Exercise: Please render every line of the records below as a Markdown table with two columns, Row for the row number and Line for the line itself, and leave out blank lines.

** BEGIN The records **

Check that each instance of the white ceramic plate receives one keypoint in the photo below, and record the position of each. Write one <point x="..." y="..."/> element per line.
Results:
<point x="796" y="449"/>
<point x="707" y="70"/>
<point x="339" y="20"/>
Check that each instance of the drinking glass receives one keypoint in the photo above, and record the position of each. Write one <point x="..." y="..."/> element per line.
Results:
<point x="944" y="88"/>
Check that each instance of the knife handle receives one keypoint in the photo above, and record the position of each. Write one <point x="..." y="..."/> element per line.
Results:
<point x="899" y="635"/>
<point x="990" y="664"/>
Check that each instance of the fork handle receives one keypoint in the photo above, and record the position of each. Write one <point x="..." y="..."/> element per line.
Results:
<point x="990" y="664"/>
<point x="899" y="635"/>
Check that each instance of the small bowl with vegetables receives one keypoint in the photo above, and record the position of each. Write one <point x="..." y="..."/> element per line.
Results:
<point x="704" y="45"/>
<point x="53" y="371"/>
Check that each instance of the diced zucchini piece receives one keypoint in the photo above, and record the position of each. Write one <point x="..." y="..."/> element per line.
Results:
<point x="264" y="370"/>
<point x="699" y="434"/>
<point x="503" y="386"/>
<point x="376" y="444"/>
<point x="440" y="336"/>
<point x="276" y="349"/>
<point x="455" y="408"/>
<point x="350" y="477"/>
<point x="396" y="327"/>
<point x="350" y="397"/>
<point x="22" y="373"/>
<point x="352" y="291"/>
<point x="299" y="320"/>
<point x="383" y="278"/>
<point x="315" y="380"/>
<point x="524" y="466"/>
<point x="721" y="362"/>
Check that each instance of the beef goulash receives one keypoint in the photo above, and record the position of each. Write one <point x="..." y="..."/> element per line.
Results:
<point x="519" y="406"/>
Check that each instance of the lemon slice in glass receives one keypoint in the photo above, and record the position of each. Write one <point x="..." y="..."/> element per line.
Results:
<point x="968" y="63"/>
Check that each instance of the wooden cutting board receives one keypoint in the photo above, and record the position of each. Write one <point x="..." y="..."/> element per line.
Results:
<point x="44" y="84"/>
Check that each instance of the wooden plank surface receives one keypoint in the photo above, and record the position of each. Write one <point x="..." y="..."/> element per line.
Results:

** END The records **

Final result:
| Row | Line |
|---|---|
| 1 | Check that each instance of the white ceramic plate receives one keypoint in the photo below, and record the position of each. Write one <point x="..." y="..."/> element per line. |
| 2 | Results: |
| 3 | <point x="796" y="449"/> |
| 4 | <point x="707" y="70"/> |
| 5 | <point x="339" y="20"/> |
| 6 | Check that each instance of the drinking glass receives one keypoint in the photo above, and record the position of each. Write one <point x="..." y="..."/> element per line. |
| 7 | Results: |
| 8 | <point x="944" y="88"/> |
| 9 | Check that each instance of the knife handle receives one keypoint in the photo above, and record the position of each. Write one <point x="..." y="..."/> element per line. |
| 10 | Results: |
| 11 | <point x="899" y="635"/> |
| 12 | <point x="990" y="664"/> |
| 13 | Check that each instance of the fork handle receives one keypoint in the photo above, and record the position of each. Write one <point x="..." y="..."/> element per line. |
| 14 | Results: |
| 15 | <point x="990" y="664"/> |
| 16 | <point x="899" y="635"/> |
| 17 | Check that each instance of the small bowl with vegetables receives one keypoint in the photo above, and record the position of each. Write one <point x="..." y="..."/> element per line. |
| 18 | Results: |
| 19 | <point x="704" y="45"/> |
| 20 | <point x="53" y="371"/> |
| 21 | Check that each instance of the diced zucchini piece receives one keypoint in the photo above, and record the position of each. Write one <point x="..." y="..."/> element per line. |
| 22 | Results: |
| 23 | <point x="264" y="370"/> |
| 24 | <point x="699" y="434"/> |
| 25 | <point x="503" y="386"/> |
| 26 | <point x="376" y="444"/> |
| 27 | <point x="440" y="336"/> |
| 28 | <point x="276" y="349"/> |
| 29 | <point x="455" y="408"/> |
| 30 | <point x="350" y="477"/> |
| 31 | <point x="396" y="327"/> |
| 32 | <point x="350" y="397"/> |
| 33 | <point x="22" y="373"/> |
| 34 | <point x="352" y="291"/> |
| 35 | <point x="299" y="320"/> |
| 36 | <point x="383" y="278"/> |
| 37 | <point x="315" y="380"/> |
| 38 | <point x="524" y="466"/> |
| 39 | <point x="721" y="362"/> |
| 40 | Check that each instance of the beef goulash receives one keypoint in the photo above, and record the position of each. Write one <point x="..." y="..."/> element per line. |
| 41 | Results: |
| 42 | <point x="519" y="406"/> |
| 43 | Check that each instance of the lemon slice in glass receives one keypoint in the photo above, and record the position of each. Write one <point x="..." y="..."/> element per line. |
| 44 | Results: |
| 45 | <point x="968" y="63"/> |
| 46 | Check that each instance of the wooden cutting board receives one keypoint in the photo above, and record the position of each. Write one <point x="..." y="..."/> element per line. |
| 47 | Results: |
| 48 | <point x="44" y="84"/> |
| 49 | Check that each instance of the wooden plank surface receives one keypoint in the photo above, and record the position of each. Write one <point x="..." y="..."/> element per line. |
| 50 | Results: |